Passage provided:
38:08 min • Fire Records • January 27, 2014
John Preston reviews
Hospitality are a 3-piece, female lead band from Brooklyn and Trouble is their second album. This is indie, guitar pop with new wave synths and the occasional dusting of strings or an unexpected lonely and sad piano solo. The group make music that, although decidedly retro – see Television and Belle and Sebastian for obvious comparisons – still sounds modern if somewhat unfashionable. If all of these ingredients sounds appealing then you might just love Trouble, an album which has a mood and turn of phrase that suggests disappointments and bright, city afternoons but spent in slightly grubby vintage dresses accompanied only by overflowing ashtrays and a telephone.
‘Nightingale’ opens the album in a strident and assertive manner before positioning an airy and dreamlike slow-drums and hushed percussion break that would usually appear at the middle eight mark, not within a track’s first minute. It’s a lovely, affecting trick. Whilst not duplicated, this skill of pulling the rug out gently out from under your feet is repeated several times. The 10 songs here are all artfully but quietly arranged, which in turn encourages repeated listens just to revisit the thrill of the surprise. Much of this also down to lead vocalist Amber Papini’s ability to merge otherworldliness and dressed down normality. She inhabits a world that is part brit-pop sarcasm and smirk (Elastica, Sleeper and later entrants, The Long Blondes) occasionally mixed with the savage sheen of early Blondie.

Entries supplied:
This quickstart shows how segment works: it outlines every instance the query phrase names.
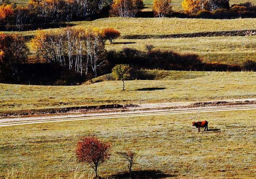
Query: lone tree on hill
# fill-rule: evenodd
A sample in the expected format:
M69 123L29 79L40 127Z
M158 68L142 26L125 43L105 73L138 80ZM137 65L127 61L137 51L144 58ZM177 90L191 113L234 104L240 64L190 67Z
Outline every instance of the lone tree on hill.
M131 151L128 151L122 153L122 155L127 162L127 167L130 172L131 177L132 178L132 166L136 164L134 158L136 156L136 154L135 152Z
M110 44L112 44L114 40L120 37L121 33L118 30L112 28L106 28L103 30L103 34L105 35L106 39L109 41Z
M78 142L76 155L79 162L89 163L95 172L97 178L97 168L100 164L109 158L110 144L104 143L93 136L84 136Z
M130 71L131 69L129 65L121 64L116 65L112 69L112 74L114 77L117 80L121 80L123 81L123 90L124 90L124 80L129 79L131 76Z

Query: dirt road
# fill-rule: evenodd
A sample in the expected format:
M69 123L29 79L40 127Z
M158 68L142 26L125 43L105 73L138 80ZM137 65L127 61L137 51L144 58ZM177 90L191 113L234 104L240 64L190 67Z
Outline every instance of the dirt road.
M64 121L89 119L101 119L134 117L170 115L186 113L246 110L256 110L256 105L236 107L220 106L218 107L214 107L204 108L200 107L194 108L140 110L132 111L114 112L108 113L101 113L86 114L81 114L65 116L44 116L34 117L5 119L0 119L0 127L30 124L47 122L60 122Z

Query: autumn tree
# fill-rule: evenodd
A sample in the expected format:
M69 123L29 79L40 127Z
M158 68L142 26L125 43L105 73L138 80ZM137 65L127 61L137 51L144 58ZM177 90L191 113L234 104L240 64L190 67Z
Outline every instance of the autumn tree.
M121 64L117 65L112 69L112 74L117 80L123 81L123 90L124 90L124 80L129 80L131 75L130 71L131 68L129 65Z
M121 18L134 18L144 6L142 0L114 0L111 14Z
M0 23L9 24L14 16L13 4L3 3L0 5Z
M103 54L106 38L102 31L97 28L89 28L86 31L85 41L87 53L86 73L90 62L93 71L96 77L98 67L105 61Z
M19 65L26 60L28 53L24 37L0 33L0 60L12 72L16 82L20 78Z
M191 14L202 10L213 11L221 8L229 8L229 0L184 0L182 4L185 12Z
M109 42L111 44L113 43L114 40L120 37L121 34L120 32L112 28L104 29L103 34L106 38L109 41Z
M105 61L106 41L97 28L68 27L54 32L38 30L31 42L32 48L49 62L74 69L81 75L85 66L86 74L91 69L97 76L98 68Z
M95 172L97 178L97 170L99 165L109 159L110 145L93 136L83 137L78 142L76 155L79 162L87 162Z
M153 12L155 16L163 18L167 16L172 12L171 0L154 0Z

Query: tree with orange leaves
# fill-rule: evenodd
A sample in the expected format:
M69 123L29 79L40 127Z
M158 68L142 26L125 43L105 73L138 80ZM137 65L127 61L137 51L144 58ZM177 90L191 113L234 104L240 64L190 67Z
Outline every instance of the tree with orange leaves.
M16 82L19 79L19 65L26 59L28 53L24 37L0 33L0 60L11 71Z
M171 0L154 0L153 12L155 16L163 18L172 12Z
M0 5L0 22L8 24L11 18L14 16L12 4L6 5L4 3Z
M184 0L182 7L187 13L195 14L200 11L213 11L218 9L229 8L229 0Z
M105 143L93 136L83 137L78 142L76 155L79 162L87 162L95 172L97 178L97 169L110 156L109 144Z
M120 37L121 34L120 32L112 28L104 28L103 29L103 34L111 44L113 43L114 40Z

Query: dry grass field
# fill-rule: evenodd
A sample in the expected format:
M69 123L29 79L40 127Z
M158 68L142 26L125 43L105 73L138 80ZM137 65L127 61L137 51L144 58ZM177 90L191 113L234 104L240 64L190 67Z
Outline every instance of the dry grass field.
M256 97L256 72L167 71L157 80L52 86L0 84L0 111L106 104L202 101ZM141 90L148 87L155 91Z
M133 48L145 50L145 45L180 53L199 54L205 62L241 64L248 59L256 61L256 36L201 37L192 38L118 39L106 46L108 50Z
M92 21L71 22L75 27L103 29L111 27L121 35L163 35L256 29L256 19L212 19L180 18L119 18L99 19ZM56 30L51 29L45 30ZM9 33L13 33L9 32ZM34 31L17 32L25 35Z
M162 35L256 29L256 19L211 19L179 18L118 18L72 22L75 27L112 27L122 35Z
M117 152L128 148L137 153L134 170L146 178L255 178L255 118L249 110L1 127L0 178L7 168L23 167L30 178L75 179L69 174L77 167L90 173L74 155L80 136L90 134L112 144L110 159L98 169L102 177L120 178L127 172ZM211 130L192 126L206 119Z

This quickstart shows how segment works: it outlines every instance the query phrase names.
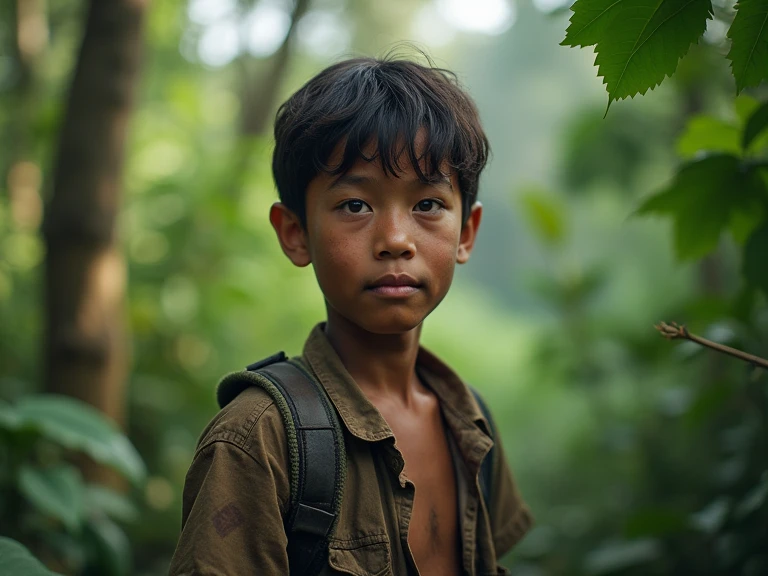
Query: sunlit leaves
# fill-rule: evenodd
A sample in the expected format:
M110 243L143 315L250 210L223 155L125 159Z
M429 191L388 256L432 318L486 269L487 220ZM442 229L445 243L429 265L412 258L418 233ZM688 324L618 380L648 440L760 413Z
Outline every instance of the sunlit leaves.
M563 44L595 45L609 101L645 94L674 73L706 30L710 0L577 0Z
M640 208L641 214L672 216L678 256L712 252L735 215L755 209L765 185L732 155L712 155L684 165L672 183Z
M741 0L728 30L736 91L768 78L768 0Z

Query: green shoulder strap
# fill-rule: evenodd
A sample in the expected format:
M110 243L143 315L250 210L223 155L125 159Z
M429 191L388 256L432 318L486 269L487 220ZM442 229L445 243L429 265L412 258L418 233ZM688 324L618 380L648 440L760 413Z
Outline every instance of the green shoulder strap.
M216 392L222 408L250 386L264 389L283 417L291 467L285 517L292 576L314 576L327 562L346 474L344 435L325 390L283 352L226 376Z

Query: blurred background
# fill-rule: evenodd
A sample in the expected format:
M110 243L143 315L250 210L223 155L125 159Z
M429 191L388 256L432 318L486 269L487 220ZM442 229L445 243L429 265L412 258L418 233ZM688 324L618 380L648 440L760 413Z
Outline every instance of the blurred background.
M475 253L424 343L490 401L536 516L504 564L768 574L766 378L653 329L765 356L765 298L730 240L681 263L670 223L634 214L698 150L702 115L738 125L760 93L734 103L714 21L671 80L604 117L592 50L559 45L567 8L3 2L0 536L65 574L167 573L218 379L299 353L324 318L267 220L275 110L408 40L458 74L493 149Z

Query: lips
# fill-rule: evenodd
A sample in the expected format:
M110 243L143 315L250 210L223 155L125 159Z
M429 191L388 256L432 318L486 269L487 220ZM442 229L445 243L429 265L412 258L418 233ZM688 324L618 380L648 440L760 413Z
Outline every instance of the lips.
M419 282L408 274L387 274L378 280L372 282L368 288L378 288L380 286L412 286L419 287Z
M408 296L421 287L421 283L408 274L386 274L369 284L366 289L381 296Z

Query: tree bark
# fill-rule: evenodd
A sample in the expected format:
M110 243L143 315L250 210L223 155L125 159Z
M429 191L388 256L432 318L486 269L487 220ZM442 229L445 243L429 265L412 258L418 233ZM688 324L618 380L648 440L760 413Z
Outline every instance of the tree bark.
M146 0L90 0L46 208L45 389L123 423L126 265L116 221Z

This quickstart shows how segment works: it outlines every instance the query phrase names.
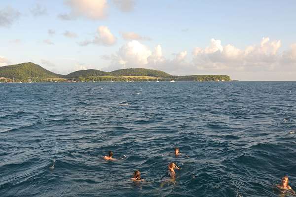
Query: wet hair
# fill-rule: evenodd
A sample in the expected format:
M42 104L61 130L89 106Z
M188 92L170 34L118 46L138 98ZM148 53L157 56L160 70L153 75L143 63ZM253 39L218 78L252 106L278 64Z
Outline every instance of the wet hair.
M140 171L135 170L135 171L134 172L134 178L135 178L136 180L141 180L141 175L140 174Z
M288 180L288 181L289 181L289 178L288 178L288 176L286 175L286 176L284 176L283 177L282 177L282 179L281 179L281 183L283 184L283 180L284 179L287 179Z
M111 151L109 151L108 155L109 155L109 157L111 157L113 156L113 152L112 152Z
M170 169L170 168L173 168L173 169L174 169L174 165L175 164L174 164L174 163L173 162L171 162L169 164L169 166L168 166L168 169Z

Problem statement:
Answer these questions from the album review.
(a) Which record label released Trouble?
(b) Which song opens the album?
(c) Who is Hospitality's lead vocalist?

Written reply:
(a) Fire Records
(b) 'Nightingale'
(c) Amber Papini